╭─ EXCERPT TO READ
Kyle also has a point when Lisar is all, “I just want to be able to approach you from a place of love.” Yeah, love is asking a lot. Getting the two of them to a place of “love” is like Jonah Hill waking up one morning and deciding that he’s going to get Chris Hemsworth’s body. Why not work your way up to Seth Rogen before you go full god of thunder? The same is true of Lisar and Kim. Just get to the point of being able to tolerate each other first. Let’s set reasonable goals and expectations for ourselves.

At the end of the argument, Lisa Vanderpump really overplays her hand and says that Lisar’s actions need to support what she’s saying to Kim. I don’t disagree with her. Lisar’s future behavior will determine what really comes of this. But in the present, she can’t do anything except make pledges because definitive action will take time. We just have to see how she acts and hold her accountable for her bad behavior in the future. For Lisa to insist that a pledge isn’t enough at this very moment, at Carnie Wilson’s Cheesecake Party of Love, is asking too much.

As Erika points out, Lisar really does have nine lives and she seems to survive this kerfuffle by keeping a calm head, taking responsibility for her actions, and being willing to work toward a solution. Honestly, all we want is for everyone to stay out of it so that we never have to hear about Kim and her damn sobriety ever again. I think people finally got to a place of acknowledging that.

Eden also helps Lisar weather this storm. She give Lisar a huge gift, a gift as big as the $1.8 million dildo that David Beckham (allegedly) gave the artist formerly known as Posh Spice: Eden has managed to involve herself so much in this scandal and she’s been so generally unappealing to everyone around her that everyone continues to criminalize her. Lisar’s admission should have exonerated Eden, because she only said those things about Kim to Lisa Vanderpump because she was repeating what Lisar told her and was genuinely concerned with Kim’s sobriety.

However, she beat on the dead horse of Kim’s sobriety one too many times and she’s far too new to the group. No one really wants to forgive her, so when given the opportunity, Kim Richards turns to tell her, “You know what? Me and Kyle are not you and your sister.” Here is the problem with Kim Richards: She is not a nice person. She is right about everything in this whole argument, but she can be so snide and nasty that even when she’s right, she still comes across like a jerk. For Eden to project her own sibling relationship on them is unfair and unjust. Still, there had to be a nicer way to approach this than by shouting Eden down in a large group.
╰─
● **EXERCISE OBJECTIVE**:
Rewrite the reality-show recap above, starting at "Eden also helps" and ending at "with Kim’s sobriety.", with "storm" changed to "crisis".
╭─ RECORDED INFORMATION
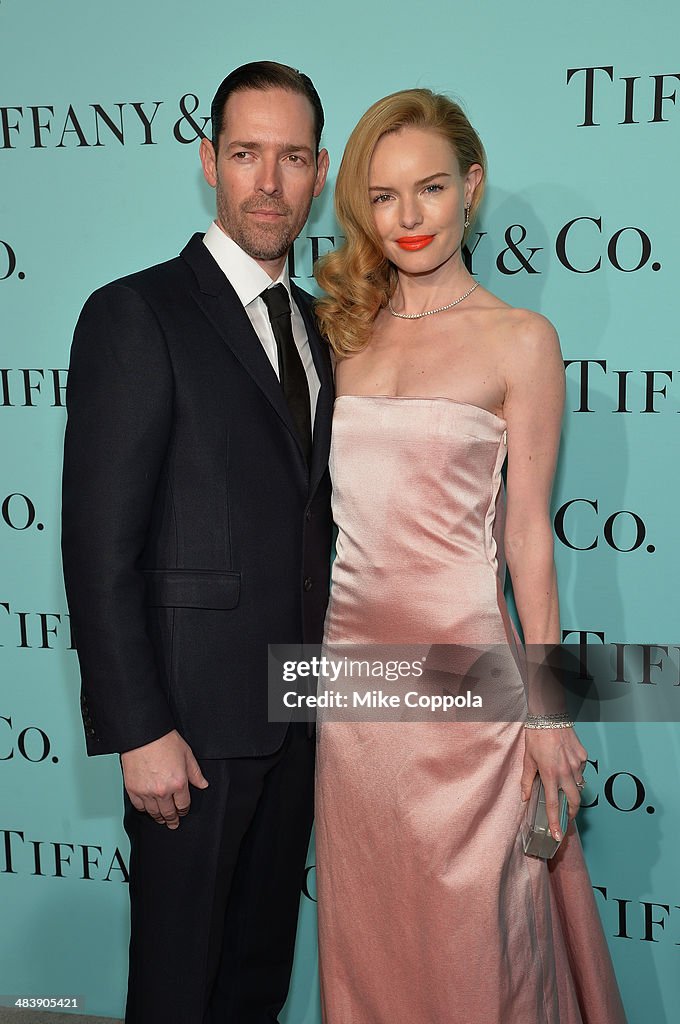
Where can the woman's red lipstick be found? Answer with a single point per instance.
╰─
● **EXERCISE RESPONSE**:
Eden also helps Lisar weather this crisis. She give Lisar a huge gift, a gift as big as the $1.8 million dildo that David Beckham (allegedly) gave the artist formerly known as Posh Spice: Eden has managed to involve herself so much in this scandal and she’s been so generally unappealing to everyone around her that everyone continues to criminalize her. Lisar’s admission should have exonerated Eden, because she only said those things about Kim to Lisa Vanderpump because she was repeating what Lisar told her and was genuinely concerned with Kim’s sobriety.